## Selected excerpt
▽

# New Toy



## 454casull (Jan 6, 2005)

After 17+ years a new bow! Quest Primal. Anyone loking at a new bow this year really needs to look at the Quest line up. Great bows and great values plus Michigan Made!
http://www.michigan-sportsman.com/photopost/showphoto.php/photo/100140]







[/url]
www.michigan-sportsman.com/photopost/showphoto.php/photo/100139]







[/url]


----------



## 454casull (Jan 6, 2005)

Sorry for the double post......technically challenged today....


----------



## sbooy42 (Mar 6, 2007)

NICE...I like the blue.


----------



## 3fingervic (Jan 28, 2009)

Great looking bow. I don't think my wife will buy into me saying I need another bow. Can your wife call my wife, to ask her if I can buy a new bow. My # is 555-HELP.


----------



## 454casull (Jan 6, 2005)

She doesn't know....shhhhh! If mine called yours we'd both need lawyers!


----------



## sbooy42 (Mar 6, 2007)

:chillin:Sounds like new huntn partners in the making


----------



## rascal trophy fishing (Dec 3, 2008)

She looks like a real dandy, alot of tech behind that one I do suppose. Pricey too? Thanks.


----------



## 454casull (Jan 6, 2005)

The bow retails for $729 w/G-fade, $699 w/out. In the big picture of our sport it is not that expensive. Smooth draw for a binary system, really settles smoothly into the back wall which is a ROCK! Grip is stellar very comfortable low wrist. Made in Michigan, nuff said....

△

## Source material
▽

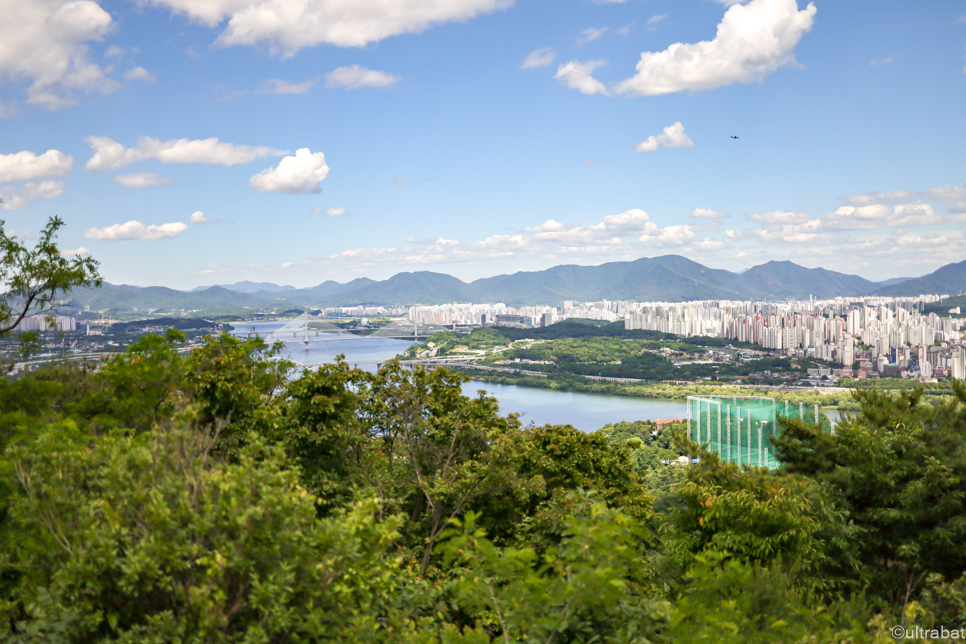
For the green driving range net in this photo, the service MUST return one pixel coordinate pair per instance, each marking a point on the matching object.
(740, 429)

△

## Required work
- 1) According to the new bow thread, what does the bow retail for without G-fade?
- 2) Carry the new bow forum thread forward from the point where it stops.

## Results of the exercise
- 1) $699.

- 2)
----------



## 454casull (Jan 6, 2005)

sbooy42 said:


> :chillin:Sounds like new huntn partners in the making


Hey now!


----------



## thill (Aug 23, 2006)

I also upgraded this year after about 12 years of shooting the same bow. The Quest Primal was one of the top 5 I shot. Very sweet bow! I loved the rock solid back wall. Shot amazingly well. When going from a 12 year old bow to a 2010, the differences were amazing. It was soo hard to narrow it down to the final pick! 

Congrats!


----------



## 454casull (Jan 6, 2005)

These new designs do perform much better than the older equipment. Some guys/gals can shoot anything; they are that good, but on average I can say with confidence that a new bow (not every year) WILL make a difference. A rock solid back wall allows for proper shot execution as well.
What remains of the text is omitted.